_WORK REQUIRED_
Convert all of the data below into a Markdown table with the columns Row and Line, numbering each row and leaving out blank lines. Omit the pictures from the table.

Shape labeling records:

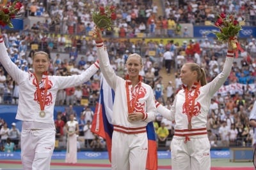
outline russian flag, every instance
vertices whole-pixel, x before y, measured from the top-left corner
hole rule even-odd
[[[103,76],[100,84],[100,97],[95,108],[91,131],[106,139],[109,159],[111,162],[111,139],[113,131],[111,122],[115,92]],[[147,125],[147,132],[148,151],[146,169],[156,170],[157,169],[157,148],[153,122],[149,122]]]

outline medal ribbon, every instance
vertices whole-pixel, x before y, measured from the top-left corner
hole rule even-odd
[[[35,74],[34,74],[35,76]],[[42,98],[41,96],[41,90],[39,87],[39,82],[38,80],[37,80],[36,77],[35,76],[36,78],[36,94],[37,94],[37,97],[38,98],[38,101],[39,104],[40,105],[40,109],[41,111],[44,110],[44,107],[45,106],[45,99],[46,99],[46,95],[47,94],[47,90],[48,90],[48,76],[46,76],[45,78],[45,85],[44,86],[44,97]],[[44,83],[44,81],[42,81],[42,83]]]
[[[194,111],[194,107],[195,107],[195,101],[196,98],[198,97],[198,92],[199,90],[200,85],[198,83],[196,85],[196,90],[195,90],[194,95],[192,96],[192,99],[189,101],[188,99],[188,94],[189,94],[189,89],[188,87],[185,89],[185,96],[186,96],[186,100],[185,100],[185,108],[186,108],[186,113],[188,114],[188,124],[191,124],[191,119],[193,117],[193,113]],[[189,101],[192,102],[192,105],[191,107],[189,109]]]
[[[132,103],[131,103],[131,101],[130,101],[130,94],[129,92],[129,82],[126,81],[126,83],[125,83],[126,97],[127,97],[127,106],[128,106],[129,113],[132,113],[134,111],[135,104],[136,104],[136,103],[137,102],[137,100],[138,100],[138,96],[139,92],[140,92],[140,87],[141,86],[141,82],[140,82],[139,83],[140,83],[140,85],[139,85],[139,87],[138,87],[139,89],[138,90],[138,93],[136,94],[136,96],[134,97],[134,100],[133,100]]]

_WRITTEN RESPONSE_
| Row | Line |
|---|---|
| 1 | outline russian flag, every instance |
| 2 | vertices whole-pixel, x before y, measured from the top-left corner |
| 3 | hole rule even-odd |
| 4 | [[[103,76],[100,84],[100,97],[95,108],[91,131],[106,139],[109,159],[111,162],[111,139],[113,131],[111,122],[115,92]],[[147,125],[147,132],[148,151],[146,169],[156,170],[157,169],[157,148],[153,122],[149,122]]] |
| 5 | outline medal ribbon, every instance |
| 6 | vertices whole-pixel, x before y, measured from the top-left corner |
| 7 | hole rule even-odd |
| 8 | [[[35,74],[34,74],[35,76]],[[42,98],[41,96],[41,90],[39,87],[39,82],[38,80],[37,80],[36,77],[35,76],[36,78],[36,94],[37,94],[37,97],[38,98],[38,101],[39,104],[40,105],[40,109],[41,111],[44,110],[44,107],[45,106],[45,99],[46,99],[46,95],[47,94],[47,90],[48,90],[48,76],[46,76],[45,78],[45,85],[44,86],[44,97]],[[44,83],[44,81],[42,81],[42,83]]] |
| 9 | [[[194,111],[194,107],[195,107],[195,101],[196,98],[198,97],[198,92],[199,90],[200,85],[198,83],[196,85],[196,90],[195,90],[194,95],[192,96],[192,99],[189,101],[188,99],[188,94],[189,94],[189,89],[188,87],[185,89],[185,96],[186,96],[186,100],[185,100],[185,108],[186,108],[186,113],[188,114],[188,124],[191,124],[191,119],[193,117],[193,113]],[[189,101],[192,102],[192,105],[191,107],[189,109]]] |
| 10 | [[[132,103],[131,103],[131,101],[130,101],[130,94],[129,92],[129,82],[126,81],[126,83],[125,83],[126,97],[127,97],[127,106],[128,106],[129,113],[132,113],[134,111],[135,104],[136,104],[136,103],[137,102],[137,100],[138,100],[138,96],[139,92],[140,92],[140,87],[141,86],[141,82],[140,82],[139,83],[140,83],[140,85],[139,85],[139,87],[138,87],[139,89],[138,90],[138,93],[136,94],[136,96],[134,97],[134,100],[133,100]]] |